● **Task objective**: Quote word for word from the line holding "target | bearded man" to the last line below, including both, and omit any pictures.
##### Material provided
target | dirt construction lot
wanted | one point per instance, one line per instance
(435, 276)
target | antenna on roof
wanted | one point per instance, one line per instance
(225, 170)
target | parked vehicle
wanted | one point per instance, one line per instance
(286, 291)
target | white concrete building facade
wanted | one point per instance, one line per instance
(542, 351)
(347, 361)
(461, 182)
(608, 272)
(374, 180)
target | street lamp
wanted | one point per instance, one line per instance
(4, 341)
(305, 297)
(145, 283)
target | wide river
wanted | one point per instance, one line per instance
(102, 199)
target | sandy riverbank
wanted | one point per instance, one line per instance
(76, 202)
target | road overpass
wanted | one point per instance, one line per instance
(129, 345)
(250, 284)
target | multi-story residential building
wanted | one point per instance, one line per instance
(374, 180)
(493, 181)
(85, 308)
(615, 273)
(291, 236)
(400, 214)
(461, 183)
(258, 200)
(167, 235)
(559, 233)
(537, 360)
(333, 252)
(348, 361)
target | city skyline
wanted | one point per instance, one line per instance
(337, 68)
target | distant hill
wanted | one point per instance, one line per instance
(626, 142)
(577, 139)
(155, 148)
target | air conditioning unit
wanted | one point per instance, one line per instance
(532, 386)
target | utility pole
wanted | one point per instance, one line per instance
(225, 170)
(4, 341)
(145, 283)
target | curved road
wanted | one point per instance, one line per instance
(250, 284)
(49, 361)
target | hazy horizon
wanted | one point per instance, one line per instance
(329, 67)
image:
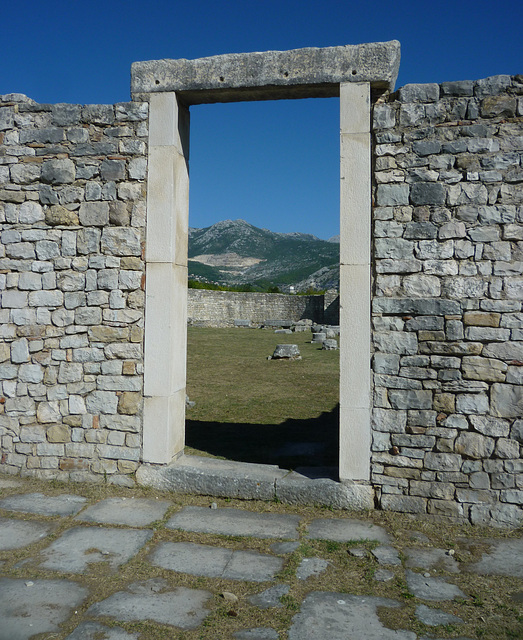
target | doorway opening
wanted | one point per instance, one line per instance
(259, 170)
(166, 289)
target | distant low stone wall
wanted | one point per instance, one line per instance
(221, 308)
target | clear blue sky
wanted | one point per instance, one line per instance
(274, 164)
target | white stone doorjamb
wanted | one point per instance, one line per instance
(355, 292)
(166, 279)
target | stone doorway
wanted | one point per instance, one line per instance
(171, 86)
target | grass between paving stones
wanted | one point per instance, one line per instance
(251, 409)
(488, 610)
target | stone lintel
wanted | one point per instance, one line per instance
(270, 75)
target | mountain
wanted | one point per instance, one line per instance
(236, 252)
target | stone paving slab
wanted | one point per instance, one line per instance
(257, 633)
(386, 556)
(215, 562)
(28, 608)
(97, 631)
(38, 503)
(79, 547)
(434, 589)
(236, 522)
(329, 616)
(505, 559)
(309, 567)
(435, 617)
(345, 530)
(271, 597)
(154, 600)
(134, 512)
(431, 559)
(15, 534)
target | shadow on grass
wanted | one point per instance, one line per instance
(302, 445)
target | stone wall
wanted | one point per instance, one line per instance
(221, 308)
(447, 341)
(447, 300)
(72, 216)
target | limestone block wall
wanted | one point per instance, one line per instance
(72, 216)
(447, 300)
(221, 308)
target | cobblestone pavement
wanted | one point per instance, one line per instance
(138, 568)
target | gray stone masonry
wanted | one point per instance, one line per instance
(447, 288)
(226, 308)
(447, 300)
(72, 216)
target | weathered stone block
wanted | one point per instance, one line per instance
(271, 70)
(121, 241)
(443, 461)
(58, 215)
(498, 106)
(422, 193)
(478, 368)
(403, 504)
(474, 445)
(59, 433)
(60, 171)
(410, 399)
(507, 449)
(391, 195)
(94, 214)
(507, 400)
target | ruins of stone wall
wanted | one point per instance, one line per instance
(447, 297)
(72, 216)
(222, 308)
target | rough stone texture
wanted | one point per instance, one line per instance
(71, 242)
(324, 616)
(235, 522)
(216, 562)
(77, 548)
(152, 600)
(447, 341)
(258, 76)
(447, 301)
(228, 308)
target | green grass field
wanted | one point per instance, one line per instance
(252, 409)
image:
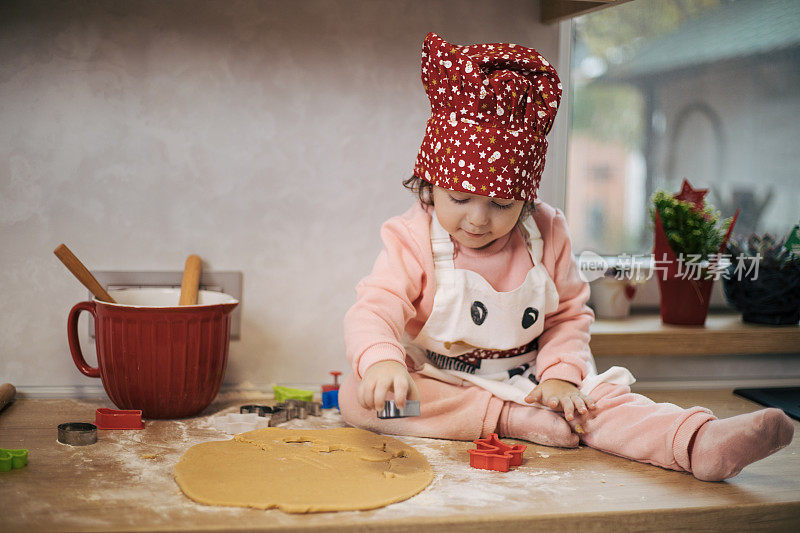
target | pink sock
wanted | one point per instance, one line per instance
(721, 448)
(535, 424)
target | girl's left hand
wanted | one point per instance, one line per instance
(562, 395)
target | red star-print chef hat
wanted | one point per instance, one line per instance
(491, 107)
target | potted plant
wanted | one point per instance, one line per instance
(689, 238)
(763, 280)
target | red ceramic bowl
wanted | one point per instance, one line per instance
(153, 355)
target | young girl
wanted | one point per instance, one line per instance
(479, 276)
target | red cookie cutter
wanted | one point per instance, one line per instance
(493, 454)
(105, 418)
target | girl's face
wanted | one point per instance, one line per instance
(474, 220)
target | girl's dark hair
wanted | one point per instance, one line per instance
(424, 191)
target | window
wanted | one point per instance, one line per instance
(708, 90)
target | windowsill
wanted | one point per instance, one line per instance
(643, 334)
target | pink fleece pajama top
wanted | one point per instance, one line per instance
(397, 296)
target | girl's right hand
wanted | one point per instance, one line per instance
(383, 377)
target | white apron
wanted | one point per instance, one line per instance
(468, 314)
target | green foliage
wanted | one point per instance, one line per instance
(689, 230)
(610, 114)
(773, 252)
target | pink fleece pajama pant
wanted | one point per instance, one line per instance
(624, 423)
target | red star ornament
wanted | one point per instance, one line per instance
(691, 195)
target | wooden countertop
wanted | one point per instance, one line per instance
(723, 334)
(124, 483)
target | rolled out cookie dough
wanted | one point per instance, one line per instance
(303, 471)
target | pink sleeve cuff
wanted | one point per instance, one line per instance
(562, 371)
(382, 351)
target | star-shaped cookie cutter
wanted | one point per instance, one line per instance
(493, 454)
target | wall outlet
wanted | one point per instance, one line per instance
(228, 282)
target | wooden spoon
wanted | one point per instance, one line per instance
(191, 280)
(82, 273)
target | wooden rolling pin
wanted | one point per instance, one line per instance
(190, 283)
(82, 273)
(7, 392)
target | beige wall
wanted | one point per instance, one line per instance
(267, 137)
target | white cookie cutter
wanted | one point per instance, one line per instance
(234, 423)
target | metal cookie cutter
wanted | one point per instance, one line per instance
(77, 433)
(391, 410)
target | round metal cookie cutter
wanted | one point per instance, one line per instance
(77, 433)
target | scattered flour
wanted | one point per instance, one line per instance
(147, 457)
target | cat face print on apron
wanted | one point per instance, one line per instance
(469, 315)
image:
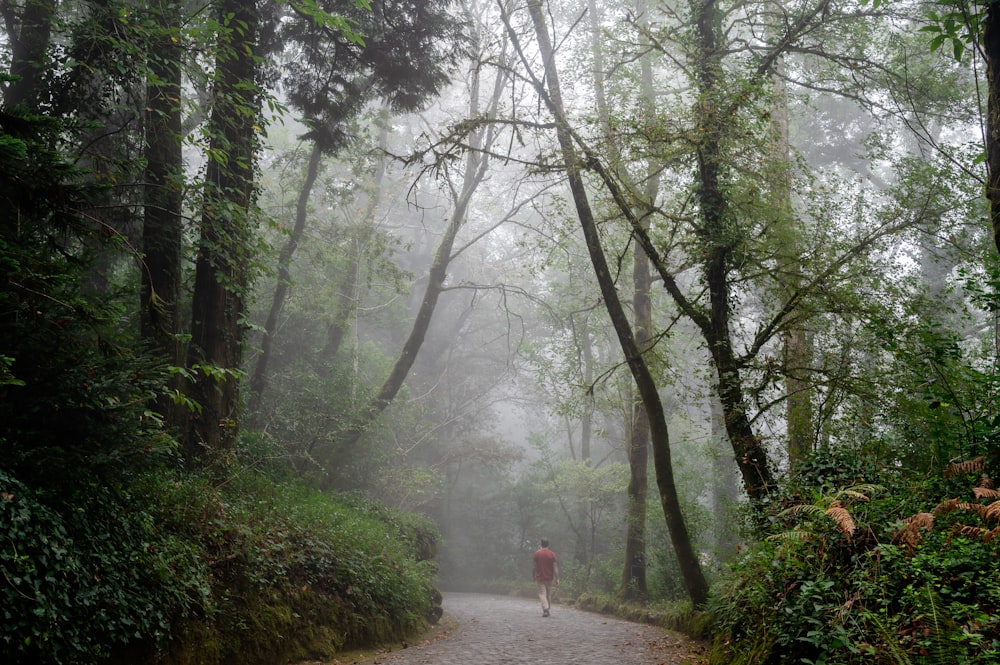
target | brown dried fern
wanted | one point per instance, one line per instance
(982, 492)
(909, 535)
(976, 465)
(842, 518)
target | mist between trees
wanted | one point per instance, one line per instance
(659, 281)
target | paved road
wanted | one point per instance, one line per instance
(499, 630)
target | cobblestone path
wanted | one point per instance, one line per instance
(499, 630)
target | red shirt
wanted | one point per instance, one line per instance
(545, 565)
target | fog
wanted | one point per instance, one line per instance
(516, 416)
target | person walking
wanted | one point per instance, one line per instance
(546, 574)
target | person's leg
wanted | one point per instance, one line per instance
(543, 595)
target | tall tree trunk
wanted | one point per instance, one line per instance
(28, 33)
(796, 339)
(347, 300)
(725, 490)
(476, 167)
(634, 585)
(991, 50)
(582, 553)
(720, 233)
(222, 271)
(162, 230)
(549, 91)
(259, 378)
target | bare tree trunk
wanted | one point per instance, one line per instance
(222, 272)
(690, 567)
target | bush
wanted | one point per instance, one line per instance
(325, 573)
(859, 576)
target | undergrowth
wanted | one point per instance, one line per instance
(178, 570)
(868, 574)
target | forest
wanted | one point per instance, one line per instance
(311, 309)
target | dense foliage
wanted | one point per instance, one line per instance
(111, 551)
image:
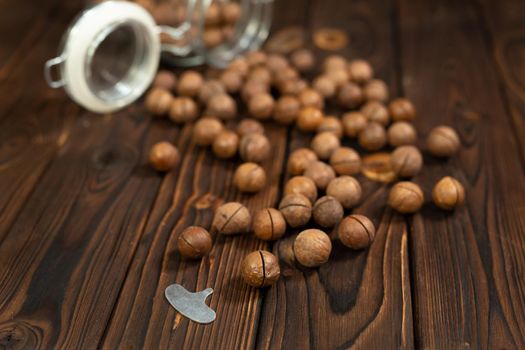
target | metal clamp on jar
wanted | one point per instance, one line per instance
(110, 54)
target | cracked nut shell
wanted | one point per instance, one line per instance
(296, 209)
(345, 161)
(324, 144)
(312, 248)
(249, 178)
(231, 218)
(443, 141)
(406, 197)
(302, 185)
(260, 269)
(254, 147)
(406, 161)
(300, 159)
(448, 193)
(401, 109)
(321, 173)
(327, 211)
(164, 156)
(373, 137)
(401, 133)
(269, 224)
(194, 242)
(346, 189)
(225, 144)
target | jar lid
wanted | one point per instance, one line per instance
(108, 57)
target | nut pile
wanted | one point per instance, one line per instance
(321, 187)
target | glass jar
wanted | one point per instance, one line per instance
(110, 54)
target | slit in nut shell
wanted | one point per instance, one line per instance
(330, 39)
(377, 167)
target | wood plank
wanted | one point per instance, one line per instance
(142, 317)
(34, 120)
(504, 30)
(468, 292)
(358, 299)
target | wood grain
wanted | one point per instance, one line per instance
(65, 256)
(88, 232)
(467, 293)
(142, 317)
(356, 296)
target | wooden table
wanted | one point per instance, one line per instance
(88, 231)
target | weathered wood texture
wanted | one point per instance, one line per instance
(88, 231)
(346, 302)
(466, 266)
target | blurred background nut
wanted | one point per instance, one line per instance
(158, 101)
(356, 231)
(206, 130)
(401, 109)
(296, 209)
(331, 124)
(309, 119)
(401, 133)
(353, 123)
(183, 110)
(163, 156)
(372, 137)
(406, 161)
(375, 111)
(346, 189)
(225, 144)
(260, 269)
(269, 224)
(190, 83)
(321, 173)
(222, 106)
(443, 141)
(249, 126)
(286, 110)
(312, 248)
(327, 211)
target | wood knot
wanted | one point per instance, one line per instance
(206, 201)
(19, 335)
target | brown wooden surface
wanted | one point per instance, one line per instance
(88, 230)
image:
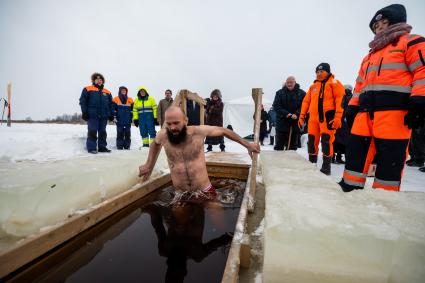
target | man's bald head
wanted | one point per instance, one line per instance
(174, 110)
(174, 117)
(290, 82)
(175, 124)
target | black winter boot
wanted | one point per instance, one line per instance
(339, 159)
(326, 165)
(312, 158)
(346, 188)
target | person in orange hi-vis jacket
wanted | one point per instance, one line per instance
(388, 101)
(323, 103)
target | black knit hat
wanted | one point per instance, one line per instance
(395, 13)
(324, 66)
(96, 75)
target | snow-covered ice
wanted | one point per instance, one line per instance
(47, 175)
(316, 233)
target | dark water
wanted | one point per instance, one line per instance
(153, 242)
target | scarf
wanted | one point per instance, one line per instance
(389, 35)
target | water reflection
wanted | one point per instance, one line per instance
(179, 229)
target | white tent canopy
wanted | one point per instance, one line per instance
(239, 113)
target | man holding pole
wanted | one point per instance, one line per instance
(287, 104)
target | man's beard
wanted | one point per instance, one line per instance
(178, 138)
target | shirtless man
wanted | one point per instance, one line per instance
(184, 147)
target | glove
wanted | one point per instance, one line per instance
(301, 121)
(336, 123)
(415, 118)
(350, 115)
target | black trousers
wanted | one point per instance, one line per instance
(282, 139)
(417, 145)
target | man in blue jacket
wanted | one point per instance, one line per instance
(97, 108)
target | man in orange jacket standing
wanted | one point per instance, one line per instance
(323, 103)
(388, 101)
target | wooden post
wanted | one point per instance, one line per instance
(202, 114)
(9, 94)
(257, 96)
(184, 100)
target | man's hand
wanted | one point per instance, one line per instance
(145, 171)
(301, 122)
(336, 123)
(253, 147)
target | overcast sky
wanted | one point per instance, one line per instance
(49, 48)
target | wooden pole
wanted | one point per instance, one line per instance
(184, 101)
(9, 94)
(257, 96)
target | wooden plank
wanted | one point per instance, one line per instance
(257, 94)
(228, 172)
(231, 271)
(9, 97)
(33, 247)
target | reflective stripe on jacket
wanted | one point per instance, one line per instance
(392, 77)
(143, 107)
(123, 111)
(322, 97)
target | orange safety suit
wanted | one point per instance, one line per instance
(389, 80)
(323, 103)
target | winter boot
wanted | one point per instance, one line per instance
(339, 159)
(326, 165)
(414, 163)
(346, 188)
(312, 158)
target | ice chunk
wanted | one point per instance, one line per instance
(34, 195)
(316, 233)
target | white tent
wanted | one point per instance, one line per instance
(239, 113)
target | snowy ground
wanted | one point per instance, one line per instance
(42, 142)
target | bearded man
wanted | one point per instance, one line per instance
(184, 147)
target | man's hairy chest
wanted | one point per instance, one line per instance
(190, 150)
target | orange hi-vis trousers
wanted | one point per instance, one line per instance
(320, 132)
(383, 138)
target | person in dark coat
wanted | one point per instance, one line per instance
(272, 124)
(214, 117)
(342, 133)
(264, 117)
(124, 116)
(96, 107)
(163, 106)
(193, 113)
(287, 104)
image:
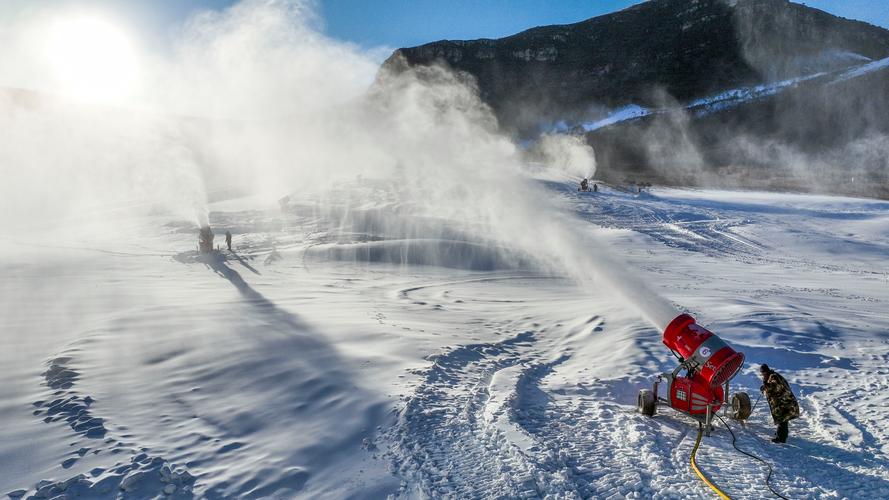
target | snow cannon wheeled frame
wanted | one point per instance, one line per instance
(709, 364)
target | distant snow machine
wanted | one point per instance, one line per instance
(709, 364)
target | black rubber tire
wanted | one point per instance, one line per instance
(741, 406)
(646, 403)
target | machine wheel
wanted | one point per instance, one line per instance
(740, 406)
(646, 403)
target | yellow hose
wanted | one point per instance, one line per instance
(694, 466)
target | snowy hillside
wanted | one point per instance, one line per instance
(727, 99)
(322, 359)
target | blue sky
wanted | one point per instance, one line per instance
(399, 23)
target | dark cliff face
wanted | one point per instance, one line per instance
(685, 49)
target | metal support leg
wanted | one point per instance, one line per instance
(709, 419)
##########
● **Output**:
target | bearded man
wanted | one point per instance, one line per instance
(184, 147)
target | man's hairy chest
wanted | one point per instance, one line per instance
(190, 150)
target | orange hi-vis trousers
wanted | one point per instance, one line per instance
(320, 132)
(383, 138)
target | person in dark coat
wanted | one point per instance, one line per instance
(272, 124)
(214, 117)
(342, 133)
(264, 117)
(124, 116)
(96, 107)
(163, 106)
(193, 113)
(287, 104)
image:
target | snow cannon wheeled frame
wanted | one point per instance, one line per instance
(709, 364)
target | distant snow machine
wanted | one point per instance, one line per instance
(709, 364)
target | black rubber tire
wanted | one point per instance, one line per instance
(741, 406)
(646, 403)
target | machine wheel
wanted | one point per instance, one line per instance
(740, 406)
(646, 403)
target | yellow hose
wanted | one point per instance, one line per instance
(694, 466)
target | snowy hillside
wanted | one point per instance, one line per instance
(727, 99)
(322, 359)
target | blue sky
wanted | one point per instance, one line per instance
(399, 23)
target | dark cliff face
wanted | one point per instance, one line per instance
(685, 49)
target | metal support leg
wanted | one point per instance, one line per instance
(709, 419)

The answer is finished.